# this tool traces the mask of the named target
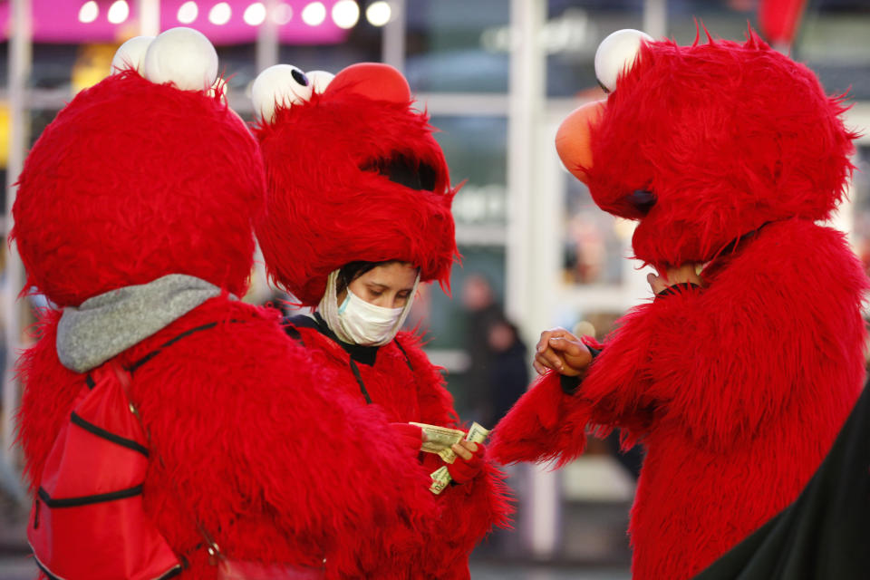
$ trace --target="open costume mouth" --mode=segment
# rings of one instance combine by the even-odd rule
[[[375,171],[393,183],[417,191],[435,190],[435,169],[405,153],[394,151],[388,158],[369,160],[360,166],[360,169],[363,171]]]

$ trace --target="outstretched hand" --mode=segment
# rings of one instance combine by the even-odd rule
[[[535,349],[532,365],[538,374],[552,369],[569,377],[585,374],[592,362],[592,353],[579,338],[564,328],[551,328],[541,333]]]
[[[694,284],[695,285],[703,285],[701,276],[696,271],[697,264],[683,264],[679,268],[668,268],[664,273],[648,274],[646,281],[652,288],[653,294],[659,294],[662,290],[677,284]]]

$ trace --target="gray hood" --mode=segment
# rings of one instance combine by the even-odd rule
[[[169,274],[88,298],[77,308],[63,309],[57,355],[66,368],[85,372],[220,294],[200,278]]]

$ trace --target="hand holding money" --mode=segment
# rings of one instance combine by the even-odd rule
[[[401,441],[414,453],[420,452],[420,450],[426,444],[426,432],[419,425],[411,423],[390,423],[392,429],[392,434],[396,440]]]
[[[462,443],[461,448],[459,448],[458,445],[456,446],[456,453],[458,453],[459,456],[463,459],[463,460],[459,462],[454,461],[452,463],[448,462],[449,465],[445,465],[433,471],[431,473],[432,485],[430,487],[429,490],[435,495],[441,493],[450,483],[450,481],[453,480],[453,474],[456,474],[463,480],[459,481],[458,479],[457,483],[469,481],[470,479],[474,478],[483,468],[483,455],[485,450],[482,443],[484,440],[486,440],[489,431],[488,430],[484,429],[478,423],[473,423],[471,425],[471,429],[469,430],[469,434],[466,436],[465,441]],[[479,445],[474,445],[474,450],[470,450],[472,445],[476,443]],[[465,453],[468,453],[471,460],[466,460],[463,450]]]

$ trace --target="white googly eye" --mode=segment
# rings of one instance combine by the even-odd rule
[[[111,59],[109,74],[117,74],[128,69],[141,72],[145,53],[148,52],[148,47],[153,40],[153,36],[134,36],[119,46],[115,56]]]
[[[275,64],[260,72],[251,85],[254,111],[266,122],[275,121],[280,105],[292,107],[311,98],[311,81],[292,64]]]
[[[639,30],[617,30],[601,41],[595,51],[595,77],[606,92],[616,88],[616,79],[634,63],[641,52],[641,42],[652,42],[652,37]]]
[[[307,76],[311,82],[314,92],[319,94],[324,94],[324,91],[326,90],[326,87],[329,86],[332,80],[335,78],[334,74],[327,72],[326,71],[309,71],[305,72],[305,76]]]
[[[208,91],[218,79],[218,53],[205,34],[179,26],[154,39],[143,69],[151,82],[172,82],[182,91]]]

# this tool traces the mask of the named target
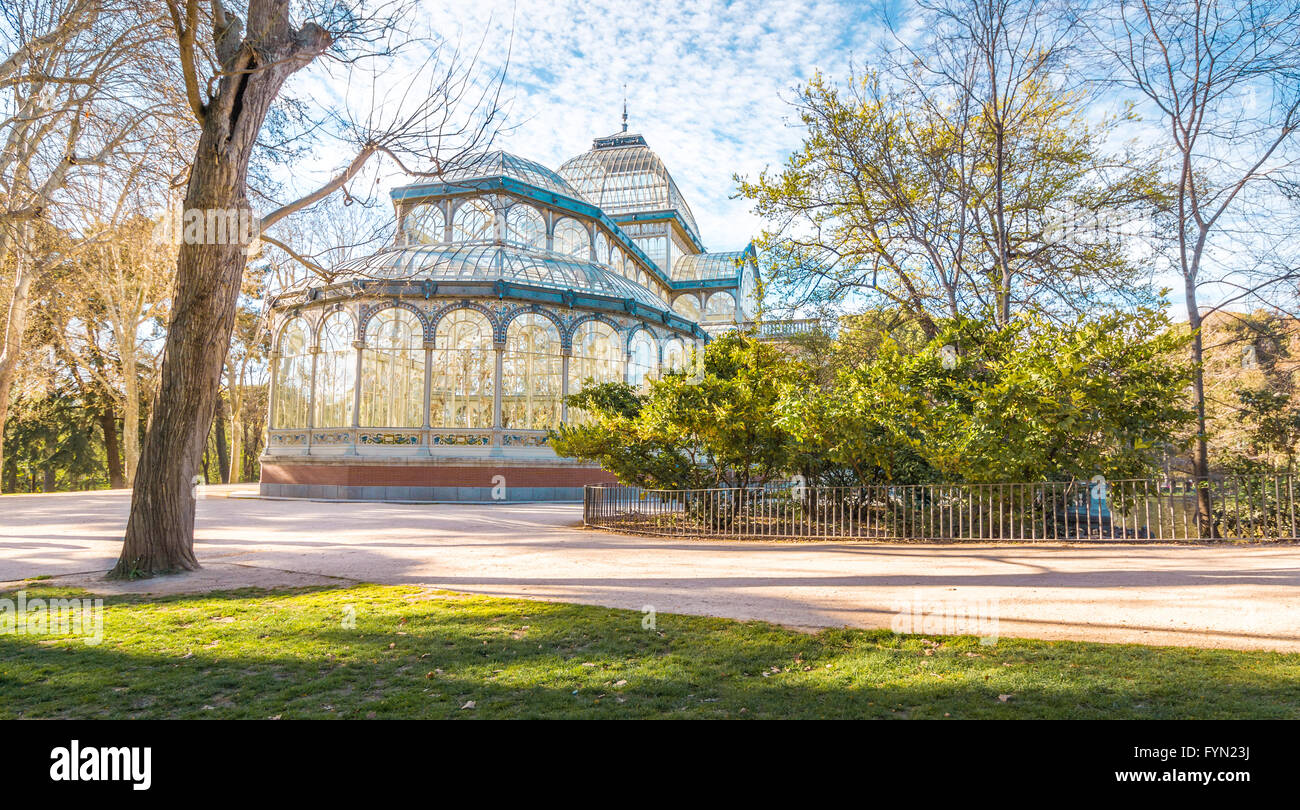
□ □ □ □ □
■ WHAT THIS TASK INVOLVES ■
Pick out every line of the entries above that contains the word "mode", matching case exactly.

■ FULL RESPONSE ■
$ trace --target="open costume mouth" --mode=segment
$ trace --target="outstretched hand" --mode=segment
$ trace --target="gray hood" --mode=segment
$ trace --target="hand holding money" --mode=segment
$ trace --target="white googly eye" --mode=segment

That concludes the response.